■ **Dataset**
+ + +
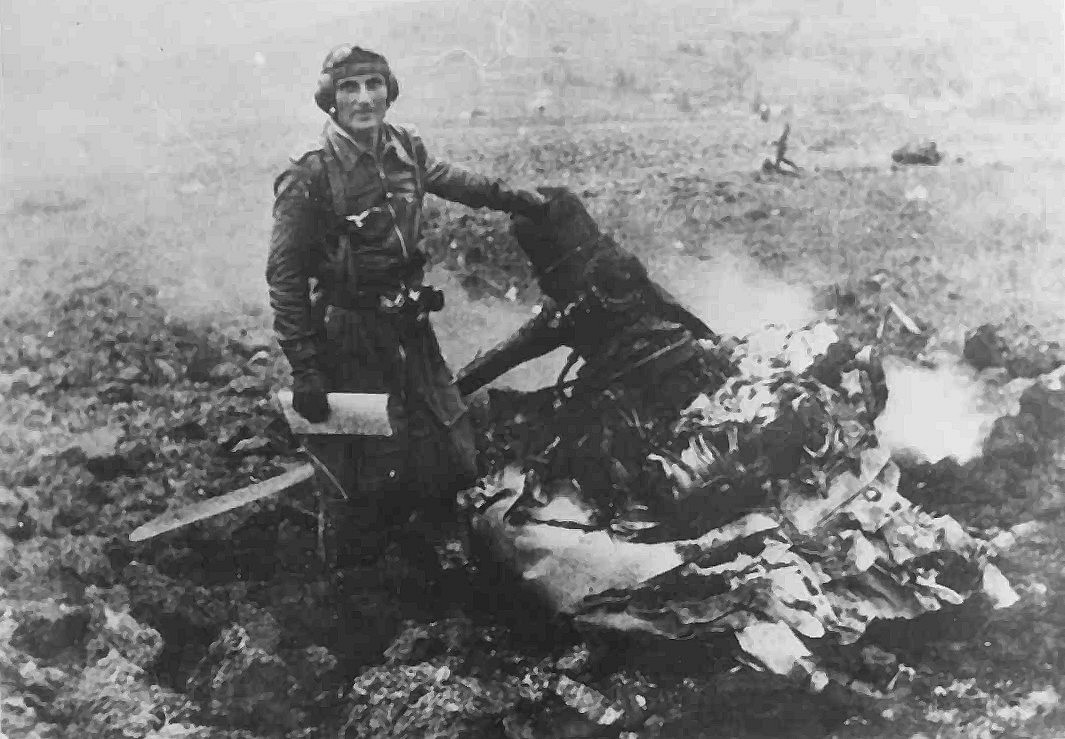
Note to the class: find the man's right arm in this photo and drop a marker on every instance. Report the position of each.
(294, 243)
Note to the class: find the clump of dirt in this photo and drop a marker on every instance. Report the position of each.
(1017, 476)
(1019, 349)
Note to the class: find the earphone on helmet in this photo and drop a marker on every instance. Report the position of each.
(337, 65)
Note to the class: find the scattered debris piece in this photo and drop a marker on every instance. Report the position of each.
(919, 152)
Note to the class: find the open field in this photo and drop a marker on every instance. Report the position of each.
(138, 148)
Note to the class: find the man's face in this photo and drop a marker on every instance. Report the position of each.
(361, 101)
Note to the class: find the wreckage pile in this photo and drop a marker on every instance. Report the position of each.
(782, 521)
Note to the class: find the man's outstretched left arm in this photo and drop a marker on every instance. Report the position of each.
(457, 183)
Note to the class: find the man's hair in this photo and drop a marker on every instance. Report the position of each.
(347, 61)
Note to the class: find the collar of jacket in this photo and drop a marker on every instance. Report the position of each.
(349, 151)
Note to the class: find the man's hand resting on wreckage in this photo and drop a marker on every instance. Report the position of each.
(309, 395)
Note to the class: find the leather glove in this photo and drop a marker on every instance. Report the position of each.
(309, 396)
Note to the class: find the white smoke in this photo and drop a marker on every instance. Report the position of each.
(935, 413)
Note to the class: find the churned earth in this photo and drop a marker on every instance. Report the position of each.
(136, 366)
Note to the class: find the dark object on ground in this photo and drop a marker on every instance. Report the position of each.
(922, 152)
(781, 163)
(1016, 348)
(985, 348)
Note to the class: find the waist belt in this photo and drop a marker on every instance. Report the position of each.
(393, 300)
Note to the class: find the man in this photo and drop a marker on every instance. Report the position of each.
(350, 311)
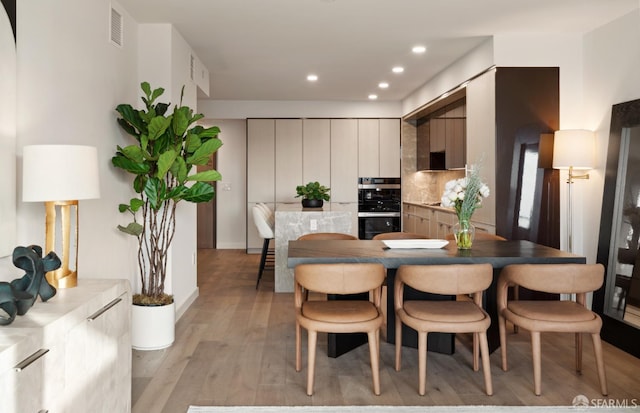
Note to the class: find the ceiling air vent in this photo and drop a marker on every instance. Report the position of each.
(115, 27)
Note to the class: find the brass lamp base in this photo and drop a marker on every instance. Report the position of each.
(63, 277)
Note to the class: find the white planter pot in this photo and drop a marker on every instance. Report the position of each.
(152, 327)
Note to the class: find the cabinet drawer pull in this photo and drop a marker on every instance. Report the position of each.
(103, 310)
(32, 358)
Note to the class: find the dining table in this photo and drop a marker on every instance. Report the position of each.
(498, 253)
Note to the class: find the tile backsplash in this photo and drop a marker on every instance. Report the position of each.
(426, 187)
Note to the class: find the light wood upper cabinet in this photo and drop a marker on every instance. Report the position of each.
(390, 148)
(316, 151)
(260, 160)
(379, 148)
(344, 160)
(368, 147)
(481, 138)
(288, 158)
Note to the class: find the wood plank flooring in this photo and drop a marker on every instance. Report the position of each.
(236, 346)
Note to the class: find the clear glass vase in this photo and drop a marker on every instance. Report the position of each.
(464, 231)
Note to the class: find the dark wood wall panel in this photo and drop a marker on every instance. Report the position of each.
(527, 106)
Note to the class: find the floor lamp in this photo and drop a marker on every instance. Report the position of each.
(60, 175)
(573, 150)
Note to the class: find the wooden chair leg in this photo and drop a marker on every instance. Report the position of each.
(597, 348)
(516, 297)
(502, 326)
(537, 362)
(486, 363)
(578, 339)
(298, 349)
(398, 343)
(475, 352)
(263, 260)
(311, 364)
(374, 351)
(422, 362)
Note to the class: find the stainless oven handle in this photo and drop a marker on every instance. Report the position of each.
(378, 214)
(379, 186)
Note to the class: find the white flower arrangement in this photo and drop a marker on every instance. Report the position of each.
(465, 194)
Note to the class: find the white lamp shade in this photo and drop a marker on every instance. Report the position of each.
(59, 173)
(573, 148)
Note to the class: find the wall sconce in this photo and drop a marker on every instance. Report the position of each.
(573, 149)
(60, 175)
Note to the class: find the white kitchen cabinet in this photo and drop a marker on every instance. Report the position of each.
(390, 148)
(369, 147)
(70, 354)
(288, 158)
(316, 151)
(344, 160)
(261, 160)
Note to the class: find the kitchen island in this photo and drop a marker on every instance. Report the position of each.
(293, 221)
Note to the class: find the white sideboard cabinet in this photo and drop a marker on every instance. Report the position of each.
(70, 354)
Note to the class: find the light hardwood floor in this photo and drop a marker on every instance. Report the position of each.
(235, 346)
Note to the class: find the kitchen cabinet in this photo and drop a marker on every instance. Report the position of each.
(390, 148)
(70, 354)
(444, 222)
(285, 153)
(261, 134)
(344, 164)
(351, 207)
(316, 151)
(379, 148)
(441, 138)
(288, 159)
(368, 148)
(419, 219)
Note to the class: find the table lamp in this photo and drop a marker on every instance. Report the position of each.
(573, 149)
(60, 175)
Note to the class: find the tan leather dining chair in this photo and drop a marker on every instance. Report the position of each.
(399, 235)
(552, 316)
(338, 316)
(326, 236)
(444, 316)
(262, 222)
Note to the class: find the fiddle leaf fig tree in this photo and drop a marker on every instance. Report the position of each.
(167, 147)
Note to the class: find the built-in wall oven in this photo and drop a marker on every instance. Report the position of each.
(379, 203)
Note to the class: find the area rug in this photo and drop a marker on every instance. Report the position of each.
(395, 409)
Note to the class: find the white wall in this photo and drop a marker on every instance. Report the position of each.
(7, 136)
(70, 78)
(242, 109)
(231, 203)
(473, 63)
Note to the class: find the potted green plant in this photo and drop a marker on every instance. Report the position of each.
(168, 145)
(313, 194)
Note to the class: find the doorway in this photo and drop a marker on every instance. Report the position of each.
(207, 212)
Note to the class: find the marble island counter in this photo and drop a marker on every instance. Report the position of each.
(292, 221)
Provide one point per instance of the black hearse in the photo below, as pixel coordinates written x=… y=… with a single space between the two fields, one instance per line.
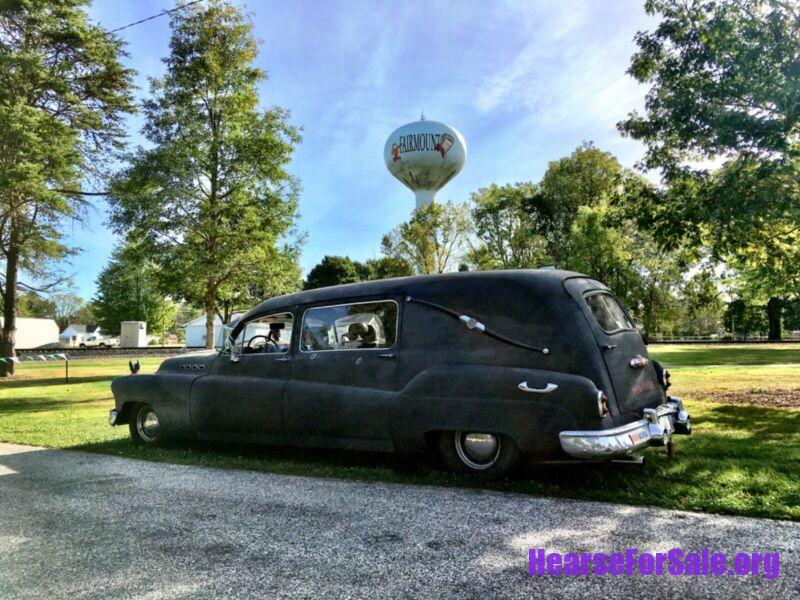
+ + +
■ **Work item**
Word for word, please reproduce each entry above and leave out every picture.

■ **Your solution**
Note to the class: find the man's right arm in this photo and drop a marker on every instance. Report the position of each.
(294, 243)
Note to the class: find the clump of dirt in this photo and drop a marker on every instance. Report the position of each.
(1017, 476)
(1019, 349)
Note to the class: find the earphone on helmet in this photo and drop a marker on every instance. Report the position of each.
(337, 65)
Note to the class: find the scattered debris piece in this photo and drop a marker on every instance. Report the position of each.
(919, 152)
Note to the class: find the open field in this photo and drop a marker on every instance. Report the position of each.
(138, 148)
Note to the class: find the man's face in this photo and drop a marker on every instance. Report the position of each.
(361, 101)
Note to the class: find the wreckage pile in this photo and drop a marker on every instance. Report the position of each.
(782, 521)
Note to the class: find the man's outstretched left arm in this photo and drop a marker on every instance. Report the position of each.
(457, 183)
Note to the class: find the man's hair in this photo and drop a marker on every instance. Report the position of each.
(347, 61)
Note to the class: find the collar of jacket in this photo and drop a marker on every instance. Report the position of each.
(349, 151)
Note to the class: find the man's hand resting on wreckage in this photo and drop a marker on every instance. Report the position of each.
(309, 395)
Note to the class: find the leather glove in this photo and drop a marker on every instance. Report the position of each.
(309, 396)
Note to the class: find the white smoke in this photo and drop a marker on every instance. Report the position of each.
(935, 413)
Note to the class: find the churned earth in this photo and drop a marker on every instance. Report the position of each.
(136, 366)
Note to the class: find the dark object on ground in this photo and drop a marker on every instance. Report the position of each.
(922, 152)
(781, 163)
(1016, 348)
(985, 348)
Note to the class: find the waist belt in this photo and drop a marker on every instance. Report the position of each.
(393, 300)
Note to the class: find the man in this photo and drop a marker on every instance. Report the position of each.
(350, 311)
Note to the class: find the ceiling air vent in this photo and drop a marker on every instance. Report the position of each.
(115, 27)
Note to the class: find the brass lamp base in this photo and drop a marker on every instance. Report the position of each.
(63, 277)
Note to the class: find the white planter pot in this photo and drop a marker on every instance. Report the position of each.
(152, 327)
Note to the class: find the cabinet drawer pull in this photo and drop a marker on every instance. Report the position of each.
(103, 310)
(32, 358)
Note to the class: find the dining table in this photo and drop a marker on every instance. Report the position of each.
(498, 253)
Note to the class: find the tile backsplash in this photo and drop a marker on every instance. Report the position of each.
(426, 187)
Note to the class: find the light wood upper cabinet in this photo and drop a marker on every instance. Report the position of each.
(390, 148)
(316, 151)
(260, 160)
(379, 148)
(344, 160)
(368, 147)
(481, 138)
(288, 158)
Note to the class: find the wood plank flooring in this photo and drop a marker on every instance. Report the position of each.
(236, 346)
Note to the class: find the clear glass vase in this photo and drop a marker on every instance. Report the position of each.
(464, 231)
Note to the class: find the dark wood wall panel in this photo and drop a marker on every instance. Report the position of each.
(527, 106)
Note to the class: find the floor lamp in this photo and drop a marker on every instance. Report the position of each.
(60, 175)
(573, 150)
Note to the class: find the wooden chair leg in this photo and drop a marker on every instance. Report the position of each.
(597, 348)
(516, 297)
(502, 326)
(537, 362)
(486, 363)
(578, 339)
(298, 349)
(398, 343)
(475, 352)
(263, 260)
(311, 364)
(374, 351)
(422, 362)
Note to the class: find the stainless oven handle in this photo and drop a marker on every instance. Report the position of each.
(378, 214)
(379, 186)
Note to the class: find the white flower arrangement in this photo and drop a marker on every instance. Report the position of each.
(465, 194)
Note to the class: find the white lamp shade in this photo and drop a marker on every instance. Report the position of each.
(59, 173)
(573, 148)
Note to the class: find the wall sconce in this photo and drop a marker on every instance. Report the position of each.
(573, 149)
(60, 175)
Note to the class: find the white kitchen cabinet in this photo and drop a marker on every instance. Report the position of each.
(390, 148)
(369, 147)
(70, 354)
(288, 158)
(316, 151)
(344, 160)
(261, 160)
Note to the class: find the kitchen island in this photo and drop a marker on every instance. Report the position of each.
(293, 221)
Note to the class: find the white sideboard cabinet in this photo and drop a marker on every instance. Report the position of each.
(70, 354)
Note to the class: find the light hardwood floor in this photo and drop a marker on every instance. Report the position of each.
(235, 346)
Note to the class: find the kitchen cabinet in this photo and drop a marker on every instance. Report the position of each.
(390, 148)
(70, 354)
(444, 222)
(285, 153)
(261, 134)
(344, 164)
(351, 207)
(316, 151)
(379, 148)
(441, 138)
(288, 159)
(368, 148)
(419, 219)
Note to the class: find the table lamp in this photo and drop a marker on every instance. Report the position of each.
(573, 149)
(60, 175)
Note to the class: find the tan leather dining chair in this photo and drop a marker on every instance. Report the position of each.
(399, 235)
(552, 316)
(338, 316)
(326, 236)
(444, 316)
(262, 222)
Note to the class: find the fiddle leaf fig tree in this photo and drop a marker on every instance. Report the position of each.
(167, 147)
Note to the class: find the built-in wall oven in this photo and drop a marker on every instance. Report the position of each.
(379, 203)
Note to the class: find the area rug in this photo and drop a marker on every instance. Report the position of each.
(395, 409)
Note to the class: find the white wall in this photo and drop a marker on every instance. Report the position of each.
(7, 136)
(70, 78)
(242, 109)
(231, 203)
(473, 63)
Note to the class: find the potted green plant in this photo and drop a marker on every instance. Report the position of each.
(168, 145)
(313, 194)
Note to the class: find the doorway in this photo and drop a marker on every instance. Report the position of each.
(207, 212)
Note to the class: find the marble island counter in this photo and drop a marker on every instance. Report the position of each.
(292, 221)
Provide one point per instance of the black hearse in the photo below, as pixel coordinates written x=… y=… with a single space between the two fields, one instance per line.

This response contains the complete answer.